**Job:** Copy out every line of the records below word for word, in the same order.

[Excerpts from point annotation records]
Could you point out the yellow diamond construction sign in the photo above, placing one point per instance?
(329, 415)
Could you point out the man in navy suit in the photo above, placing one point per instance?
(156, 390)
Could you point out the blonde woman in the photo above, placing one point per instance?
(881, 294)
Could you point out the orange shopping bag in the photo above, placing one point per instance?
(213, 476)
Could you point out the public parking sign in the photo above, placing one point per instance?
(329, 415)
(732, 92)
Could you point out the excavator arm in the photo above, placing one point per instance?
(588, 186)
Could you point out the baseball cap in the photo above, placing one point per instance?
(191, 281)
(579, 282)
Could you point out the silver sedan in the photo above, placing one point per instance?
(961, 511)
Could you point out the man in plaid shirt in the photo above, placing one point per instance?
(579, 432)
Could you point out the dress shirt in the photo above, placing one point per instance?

**The answer:**
Could you point out the yellow diamond construction sign in the photo above, placing one point per instance?
(329, 415)
Could you point out the man in navy suit in the photo above, placing one point per instance?
(156, 390)
Could you point out the blonde woman in the photo above, placing one point per instance?
(881, 294)
Could you point out the orange shopping bag in the photo above, placing one point per instance?
(213, 476)
Could you point out the public parking sign in the photo above, placing one point per instance?
(329, 415)
(732, 92)
Could you point out the excavator arm in the photo above, placing one point per instance?
(588, 186)
Could you point out the baseball cap in the photo above, placing one point per instance?
(191, 281)
(579, 282)
Could you point out the silver sedan in the photo above, placing one point per instance?
(961, 511)
Could you point out the man in plaid shirt in the photo above, placing one point per instance?
(579, 432)
Could you point out the dress shirt in the photo above, placing one point per instance?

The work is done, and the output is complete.